→ **PROBLEM REQUIREMENTS**
From the records below, extract every line that contains the string "rhododendron". Reproduce each matching line unchanged, in its original order.

## BEGIN RECORD EXTRACTS

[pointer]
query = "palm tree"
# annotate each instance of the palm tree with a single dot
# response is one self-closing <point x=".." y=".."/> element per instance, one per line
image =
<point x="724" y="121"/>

## END RECORD EXTRACTS
## BEGIN RECORD EXTRACTS

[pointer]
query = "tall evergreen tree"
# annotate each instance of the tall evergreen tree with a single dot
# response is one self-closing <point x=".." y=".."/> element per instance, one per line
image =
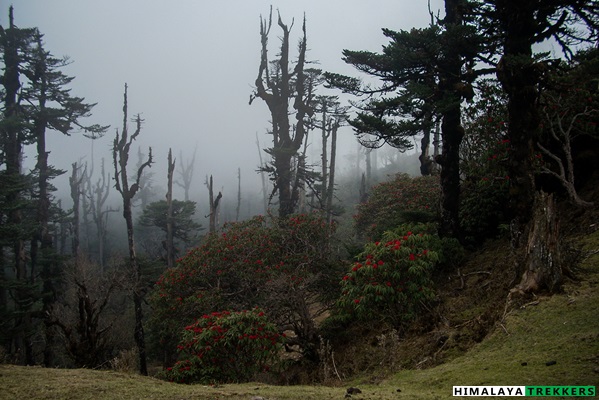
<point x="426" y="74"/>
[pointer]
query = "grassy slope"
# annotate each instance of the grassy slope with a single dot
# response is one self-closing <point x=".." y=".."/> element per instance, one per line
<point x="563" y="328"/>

## END RECORD EXTRACTS
## BEGIN RECORD EXTRACTS

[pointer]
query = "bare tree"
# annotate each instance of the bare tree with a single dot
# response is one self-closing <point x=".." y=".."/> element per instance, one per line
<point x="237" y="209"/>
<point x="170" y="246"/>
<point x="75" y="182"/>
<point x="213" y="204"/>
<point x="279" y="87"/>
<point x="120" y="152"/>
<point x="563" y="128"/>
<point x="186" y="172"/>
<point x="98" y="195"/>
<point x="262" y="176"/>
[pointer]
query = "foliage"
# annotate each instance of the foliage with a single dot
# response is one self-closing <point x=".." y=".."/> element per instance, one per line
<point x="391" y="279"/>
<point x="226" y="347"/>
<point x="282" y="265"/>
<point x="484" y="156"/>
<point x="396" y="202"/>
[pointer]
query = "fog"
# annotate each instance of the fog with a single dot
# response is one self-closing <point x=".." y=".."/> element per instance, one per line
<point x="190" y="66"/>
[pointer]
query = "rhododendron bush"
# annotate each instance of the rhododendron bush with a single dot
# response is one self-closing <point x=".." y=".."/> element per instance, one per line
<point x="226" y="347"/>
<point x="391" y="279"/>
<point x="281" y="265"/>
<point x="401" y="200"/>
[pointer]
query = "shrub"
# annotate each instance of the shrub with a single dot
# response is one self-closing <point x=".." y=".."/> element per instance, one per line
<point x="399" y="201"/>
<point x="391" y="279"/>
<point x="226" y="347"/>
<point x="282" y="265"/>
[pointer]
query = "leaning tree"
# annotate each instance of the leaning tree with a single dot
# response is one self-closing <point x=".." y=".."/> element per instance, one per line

## END RECORD EXTRACTS

→ **FINAL ANSWER**
query = "rhododendron bush"
# annotate each instance of the rhododendron bush with a single dot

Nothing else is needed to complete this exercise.